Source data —
==================================================

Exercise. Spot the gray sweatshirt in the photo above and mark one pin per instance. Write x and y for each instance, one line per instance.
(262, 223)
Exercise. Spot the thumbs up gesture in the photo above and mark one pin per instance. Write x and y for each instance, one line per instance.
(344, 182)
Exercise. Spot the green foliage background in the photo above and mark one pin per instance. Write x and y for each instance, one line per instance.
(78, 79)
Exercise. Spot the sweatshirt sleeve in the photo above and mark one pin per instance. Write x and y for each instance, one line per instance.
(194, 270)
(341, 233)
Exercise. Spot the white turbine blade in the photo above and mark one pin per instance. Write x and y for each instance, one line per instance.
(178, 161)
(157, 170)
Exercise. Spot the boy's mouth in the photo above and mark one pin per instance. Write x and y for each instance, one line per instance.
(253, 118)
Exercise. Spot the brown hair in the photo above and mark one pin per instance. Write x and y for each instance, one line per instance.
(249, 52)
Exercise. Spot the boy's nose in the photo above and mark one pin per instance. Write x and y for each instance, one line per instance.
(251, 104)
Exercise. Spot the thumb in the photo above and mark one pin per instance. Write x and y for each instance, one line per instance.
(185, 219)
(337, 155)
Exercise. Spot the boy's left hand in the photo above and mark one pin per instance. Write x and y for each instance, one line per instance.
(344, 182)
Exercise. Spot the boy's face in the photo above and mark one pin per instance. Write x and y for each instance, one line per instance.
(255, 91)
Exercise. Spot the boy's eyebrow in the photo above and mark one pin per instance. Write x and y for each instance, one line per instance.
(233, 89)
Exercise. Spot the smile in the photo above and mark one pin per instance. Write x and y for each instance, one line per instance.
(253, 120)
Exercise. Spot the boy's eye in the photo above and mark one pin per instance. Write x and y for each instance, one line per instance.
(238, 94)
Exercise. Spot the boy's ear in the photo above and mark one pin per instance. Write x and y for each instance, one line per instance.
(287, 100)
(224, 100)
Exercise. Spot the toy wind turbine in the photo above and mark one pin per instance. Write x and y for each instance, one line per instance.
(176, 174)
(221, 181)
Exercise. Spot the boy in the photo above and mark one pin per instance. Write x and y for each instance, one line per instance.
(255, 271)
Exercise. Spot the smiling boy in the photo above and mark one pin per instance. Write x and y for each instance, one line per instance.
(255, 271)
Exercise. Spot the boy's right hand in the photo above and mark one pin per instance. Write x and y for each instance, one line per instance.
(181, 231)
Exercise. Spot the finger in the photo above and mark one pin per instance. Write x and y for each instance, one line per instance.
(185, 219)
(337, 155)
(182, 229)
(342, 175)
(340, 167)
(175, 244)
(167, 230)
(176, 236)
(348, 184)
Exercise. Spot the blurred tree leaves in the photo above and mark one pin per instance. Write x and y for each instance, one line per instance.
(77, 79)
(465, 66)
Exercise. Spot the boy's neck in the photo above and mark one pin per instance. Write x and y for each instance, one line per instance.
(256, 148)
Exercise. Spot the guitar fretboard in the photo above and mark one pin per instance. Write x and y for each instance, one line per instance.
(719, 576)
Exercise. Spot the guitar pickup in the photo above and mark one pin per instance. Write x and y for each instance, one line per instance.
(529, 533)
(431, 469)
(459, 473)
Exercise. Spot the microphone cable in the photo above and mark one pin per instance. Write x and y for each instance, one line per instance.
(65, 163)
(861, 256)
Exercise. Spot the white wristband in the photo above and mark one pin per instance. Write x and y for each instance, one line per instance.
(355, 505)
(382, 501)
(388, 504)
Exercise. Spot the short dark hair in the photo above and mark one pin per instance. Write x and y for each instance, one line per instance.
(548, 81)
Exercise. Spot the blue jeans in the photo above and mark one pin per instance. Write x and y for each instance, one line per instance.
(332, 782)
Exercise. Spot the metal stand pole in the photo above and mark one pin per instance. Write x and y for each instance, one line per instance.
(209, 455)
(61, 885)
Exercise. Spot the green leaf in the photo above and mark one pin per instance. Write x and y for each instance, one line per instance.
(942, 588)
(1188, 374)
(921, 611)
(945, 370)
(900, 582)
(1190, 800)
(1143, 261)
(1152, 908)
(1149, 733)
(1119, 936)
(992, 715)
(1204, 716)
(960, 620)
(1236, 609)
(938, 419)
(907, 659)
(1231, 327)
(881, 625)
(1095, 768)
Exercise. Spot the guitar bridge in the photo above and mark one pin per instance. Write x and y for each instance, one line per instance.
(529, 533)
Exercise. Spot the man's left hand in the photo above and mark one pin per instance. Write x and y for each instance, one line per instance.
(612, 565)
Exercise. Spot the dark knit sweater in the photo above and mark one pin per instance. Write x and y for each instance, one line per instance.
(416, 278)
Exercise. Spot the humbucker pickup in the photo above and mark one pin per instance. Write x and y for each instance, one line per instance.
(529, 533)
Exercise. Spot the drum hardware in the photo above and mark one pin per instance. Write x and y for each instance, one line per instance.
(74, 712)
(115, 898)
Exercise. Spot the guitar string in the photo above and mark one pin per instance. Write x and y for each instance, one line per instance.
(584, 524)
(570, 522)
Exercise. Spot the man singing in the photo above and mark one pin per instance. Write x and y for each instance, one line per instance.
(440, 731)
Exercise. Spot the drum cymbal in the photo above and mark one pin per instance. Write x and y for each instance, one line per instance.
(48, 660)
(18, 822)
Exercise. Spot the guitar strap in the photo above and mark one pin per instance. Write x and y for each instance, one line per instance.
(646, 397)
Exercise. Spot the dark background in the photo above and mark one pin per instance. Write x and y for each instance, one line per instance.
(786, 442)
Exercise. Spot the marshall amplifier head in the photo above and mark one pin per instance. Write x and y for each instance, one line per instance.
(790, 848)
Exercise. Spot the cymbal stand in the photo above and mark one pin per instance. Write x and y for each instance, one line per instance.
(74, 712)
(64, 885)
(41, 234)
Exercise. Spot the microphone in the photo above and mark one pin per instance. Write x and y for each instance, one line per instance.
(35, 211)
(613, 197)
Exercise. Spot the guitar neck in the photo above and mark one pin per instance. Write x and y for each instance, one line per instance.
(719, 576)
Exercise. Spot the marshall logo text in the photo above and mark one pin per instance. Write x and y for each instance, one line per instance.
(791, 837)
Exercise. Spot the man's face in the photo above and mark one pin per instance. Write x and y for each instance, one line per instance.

==================================================

Stated task — Print again each line of the listing above, exactly as it appears.

Task answer —
Exercise. Spot the gray sweatshirt in the photo above and mark one pin per instance. Write x and y for each instance, one line per instance.
(262, 223)
Exercise. Spot the thumbs up gesture in the photo above and mark one pin per instance. Write x and y for each instance, one line per instance.
(344, 182)
Exercise. Spot the green foliage background in the photo above and mark one pin per instance. Write x and y for each instance, one line per instance.
(78, 79)
Exercise. Spot the sweatshirt sleeve in the photo above and mark one pin per instance. Write x and y for each instance, one line per instance.
(194, 270)
(341, 233)
Exercise. Spot the white turbine blade in the photo above and mark one pin per instance. Write x and y for each instance, one line per instance.
(178, 161)
(157, 170)
Exercise. Spot the boy's mouth in the photo above and mark one pin per instance. Write x and y for each instance, one line per instance.
(253, 118)
Exercise. Spot the brown hair in the photo above and mark one pin per instance. Write x and y for each instance, one line per instance.
(249, 52)
Exercise. Spot the boy's nose in the photo above and mark one pin per instance. Write x and y for each instance, one line per instance.
(251, 104)
Exercise. Spot the thumb in the photo above and mark one pin per instance. Write x and y for each instance, one line per instance.
(185, 219)
(337, 155)
Exercise. Spot the boy's left hand in the photo above and mark one pin per instance. Write x and y for each instance, one line per instance.
(344, 182)
Exercise. Spot the boy's face in the photo above and mark one pin per instance. Write x and y for each instance, one line per instance.
(255, 91)
Exercise. Spot the boy's eyebrow in the photo above and mark one pin per instance. Write x and y for each instance, one line per instance.
(233, 89)
Exercise. Spot the smile in the photo above and mark one pin per instance. Write x and y for each instance, one line per instance.
(253, 120)
Exercise. Spot the boy's eye in the photo above and mark one pin per instance. Write x and y for each instance, one line per instance.
(238, 94)
Exercise. Spot the boy's ear in the photo above and mark one pin per instance. Write x and y for each instance, one line per instance.
(287, 100)
(224, 100)
Exercise. Spot the toy wind turbine in the photo above and mark one pin per instance. Write x and y for each instance, one line per instance.
(176, 174)
(221, 181)
Exercise. Spot the boy in the photo above and mark one pin per instance. Write x and y for each instance, one line per instance.
(255, 271)
Exercise. Spot the smiling boy in the photo above and mark one pin per instance. Write x and y for each instance, one line per instance.
(255, 271)
Exercise. Spot the boy's right hand in the photo above and mark one pin per instance. Write x and y for each instance, one line per instance.
(181, 231)
Exercise. Spot the finger in the photo above and mark one pin per instance. Write x and y for each instance, one line per instance.
(185, 219)
(337, 155)
(182, 229)
(342, 175)
(340, 167)
(175, 244)
(167, 230)
(176, 236)
(348, 184)
Exercise. Spot the blurred tree leaves in the photo above and mark one pin per instance. Write x and y for each instance, one line per instance.
(77, 79)
(465, 66)
Exercise. Spot the boy's neck in the photo above and mark one pin per instance. Write x and y for each instance, one line per instance.
(256, 148)
Exercise. Spot the guitar fretboard in the photo above and mark one pin per instance. Write x and y for each instance, one line per instance.
(719, 576)
Exercise. Spot the guitar pickup in the photo above and mark one pin per instance. Write x and y for each instance, one line per instance.
(529, 533)
(431, 469)
(459, 473)
Exercise. Spot the microphone cable in the photo above and mark one pin per instance. Write x and y for each instance, one line per instance.
(65, 163)
(861, 256)
Exercise. Spot the white wristband in the photo above and mark one pin per instance. Write x and y for each instance, one line per instance.
(355, 505)
(382, 501)
(388, 504)
Exercise. Spot the short dark hair in the photo above and mark one pin per instance. Write x and y for each instance, one line per instance.
(548, 81)
Exercise. Spot the blue jeans in the photo above and mark one pin per instance. Write x and y for each instance, one line per instance.
(332, 782)
Exercise. Spot the metal stand pole in the photo above and mark one pin per instance. Write x and y for each instance, one line per instance.
(209, 455)
(61, 885)
Exercise. Spot the green leaf in the photo above and mark one pin per instance. Write x and y for each instance, one line per instance.
(942, 588)
(1188, 374)
(921, 611)
(945, 370)
(900, 582)
(1190, 800)
(1143, 261)
(1152, 908)
(1149, 733)
(1119, 936)
(992, 715)
(1204, 716)
(960, 620)
(1236, 609)
(938, 419)
(907, 659)
(1231, 327)
(881, 625)
(1095, 768)
Exercise. Spot the guitar bridge in the photo above and mark one pin per instance. Write x and y for each instance, one line per instance.
(529, 533)
Exercise. Spot the man's left hand in the photo above and mark one pin per instance. Write x and y for each instance, one line per instance.
(612, 565)
Exercise. Spot the dark knit sweater in the photo above and mark one pin per instance. Write x and y for each instance, one line per instance.
(416, 278)
Exercise. Spot the humbucker pickup in the photo above and mark one pin per instance. Write x and y for each instance, one line per instance.
(529, 533)
Exercise. Spot the drum hardware in the photo above and mark one pin per instance. Write x and y for each instance, one line per instance.
(74, 712)
(115, 898)
Exercise. Spot the guitar string in the photo above and mark one pin per instance. Write x and y for each instance, one line per instance.
(584, 524)
(570, 522)
Exercise. Spot the man singing in the photo above and mark one pin per instance. Write x and y for each instance, one line per instance.
(440, 731)
Exercise. Spot the drum cymbal in the photo above and mark one pin per instance. Write x and y for each instance, one line per instance.
(48, 660)
(18, 822)
Exercise. Spot the guitar strap in the photo above and mark one pin per instance. Write x and y for each instance, one line per instance.
(646, 397)
Exercise. Spot the dark background in the photo above and mark one pin per instance. Write x and y for each instance, one line per instance.
(786, 442)
Exercise. Spot the marshall amplifier head in the photo above and mark one pin per instance. Write x and y for each instance, one line per instance.
(790, 848)
Exercise. Spot the cymbal stand in the photo above and mark one pin per instance. Write x and y for each instance, one line per instance.
(74, 712)
(64, 885)
(41, 234)
Exercise. Spot the microphone in the photo above and mark one pin per instance. Write x and y for each instance, one line per instance.
(35, 211)
(613, 197)
Exercise. Spot the guitar neck in the photo above and mark one pin per instance. Write x and y for each instance, one line per instance.
(719, 576)
Exercise. Spot the marshall logo text in the photo above and mark one pin per instance. Write x and y for each instance, one line per instance.
(791, 837)
Exercise. Spot the man's face in the photo above and mark one pin per instance. Write x and y for each instance, one line per instance.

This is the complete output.